___ Entries supplied ___

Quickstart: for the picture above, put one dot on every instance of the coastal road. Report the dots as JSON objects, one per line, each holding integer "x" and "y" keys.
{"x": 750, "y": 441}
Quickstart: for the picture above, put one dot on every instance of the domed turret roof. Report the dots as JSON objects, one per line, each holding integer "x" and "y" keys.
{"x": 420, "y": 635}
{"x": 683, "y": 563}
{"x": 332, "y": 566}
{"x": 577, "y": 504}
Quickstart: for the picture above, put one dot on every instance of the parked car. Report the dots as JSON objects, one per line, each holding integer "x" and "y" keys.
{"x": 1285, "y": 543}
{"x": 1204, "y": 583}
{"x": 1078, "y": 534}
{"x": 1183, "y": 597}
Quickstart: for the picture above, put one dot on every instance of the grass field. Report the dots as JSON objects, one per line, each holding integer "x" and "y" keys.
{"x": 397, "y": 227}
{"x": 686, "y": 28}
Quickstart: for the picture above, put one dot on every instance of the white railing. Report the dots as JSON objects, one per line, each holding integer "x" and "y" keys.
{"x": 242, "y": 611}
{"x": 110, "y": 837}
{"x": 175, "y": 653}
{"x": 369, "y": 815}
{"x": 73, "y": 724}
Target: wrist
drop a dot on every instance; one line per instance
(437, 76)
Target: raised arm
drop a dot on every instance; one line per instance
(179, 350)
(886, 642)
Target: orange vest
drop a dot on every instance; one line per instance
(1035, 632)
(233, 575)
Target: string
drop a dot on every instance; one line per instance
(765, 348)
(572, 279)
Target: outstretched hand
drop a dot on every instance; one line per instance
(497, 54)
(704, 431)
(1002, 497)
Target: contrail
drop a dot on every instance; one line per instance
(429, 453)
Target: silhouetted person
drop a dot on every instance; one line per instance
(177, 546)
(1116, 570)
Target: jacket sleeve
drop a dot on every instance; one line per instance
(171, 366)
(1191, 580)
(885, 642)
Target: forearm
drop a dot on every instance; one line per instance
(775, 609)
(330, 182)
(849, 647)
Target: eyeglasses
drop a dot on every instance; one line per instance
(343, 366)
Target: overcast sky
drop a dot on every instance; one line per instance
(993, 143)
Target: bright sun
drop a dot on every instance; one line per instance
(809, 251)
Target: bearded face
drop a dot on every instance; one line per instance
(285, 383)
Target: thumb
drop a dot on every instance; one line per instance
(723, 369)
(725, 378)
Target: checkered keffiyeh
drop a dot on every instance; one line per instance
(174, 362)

___

Put the lines above into a Markdown table with the columns "Number" and "Line", giving each line its own numbered row and omitting blank lines.

| Number | Line |
|---|---|
| 1 | Quickstart: for the picture above, put one dot on every instance of the coastal road. Report the dots as JSON objects, one per line, each holding integer "x" and "y" keys. |
| 2 | {"x": 750, "y": 441} |
| 3 | Quickstart: for the picture above, put one dot on every instance of the domed turret roof. Report the dots as JSON objects, one per line, each holding integer "x" and "y" keys. |
| 4 | {"x": 420, "y": 635} |
| 5 | {"x": 683, "y": 563} |
| 6 | {"x": 332, "y": 566} |
| 7 | {"x": 577, "y": 504} |
| 8 | Quickstart: for the picture above, put one dot on every instance of the parked car. Report the dots as JSON objects, one per line, each holding integer "x" and "y" keys. |
| 9 | {"x": 1285, "y": 543} |
| 10 | {"x": 1204, "y": 583} |
| 11 | {"x": 1078, "y": 534} |
| 12 | {"x": 1183, "y": 597} |
| 13 | Quickstart: for the picture above, put one dot on every instance of the grass field. Report the dots as JSON objects, one per line, each holding integer "x" and "y" keys. |
| 14 | {"x": 397, "y": 227} |
| 15 | {"x": 686, "y": 28} |
| 16 | Quickstart: for the picture above, put one dot on every instance of the white railing. Report the dots as JSON objects, one per line, each holding integer "x" and "y" keys. |
| 17 | {"x": 242, "y": 611} |
| 18 | {"x": 110, "y": 837} |
| 19 | {"x": 175, "y": 653} |
| 20 | {"x": 369, "y": 815} |
| 21 | {"x": 73, "y": 724} |
| 22 | Target: wrist |
| 23 | drop a dot on every instance; one line per instance |
| 24 | (437, 76) |
| 25 | Target: raised arm |
| 26 | drop a dot on every instance; one line per instance |
| 27 | (179, 350) |
| 28 | (886, 642) |
| 29 | Target: orange vest |
| 30 | drop a dot on every instance; one line per instance |
| 31 | (1035, 632) |
| 32 | (233, 575) |
| 33 | Target: string |
| 34 | drop a dot on every instance; one line per instance |
| 35 | (765, 348) |
| 36 | (572, 279) |
| 37 | Target: outstretched hand |
| 38 | drop a dot on every instance; one line per instance |
| 39 | (497, 54) |
| 40 | (704, 431) |
| 41 | (1002, 497) |
| 42 | Target: contrail |
| 43 | drop a dot on every instance; one line per instance |
| 44 | (429, 453) |
| 45 | Target: silhouetted person |
| 46 | drop a dot on every instance; one line per instance |
| 47 | (177, 546) |
| 48 | (1116, 570) |
| 49 | Target: jacket sleeve |
| 50 | drop a dot on every instance; one line per instance |
| 51 | (171, 366) |
| 52 | (1191, 580) |
| 53 | (885, 642) |
| 54 | Target: forearm |
| 55 | drop a dot on every instance; one line per instance |
| 56 | (775, 609) |
| 57 | (330, 182) |
| 58 | (849, 647) |
| 59 | Target: eyeglasses |
| 60 | drop a dot on every instance; one line per instance |
| 61 | (343, 366) |
| 62 | Target: overcast sky |
| 63 | drop a dot on every instance; one line per instance |
| 64 | (993, 143) |
| 65 | Target: bright sun |
| 66 | drop a dot on every instance; one line per instance |
| 67 | (809, 251) |
| 68 | Target: bearded face |
| 69 | drop a dot on every instance; one line per instance |
| 70 | (285, 383) |
| 71 | Target: thumb |
| 72 | drop a dot on every instance; one line per instance |
| 73 | (723, 369) |
| 74 | (725, 378) |
| 75 | Target: checkered keffiyeh |
| 76 | drop a dot on every instance; one line per instance |
| 77 | (174, 362) |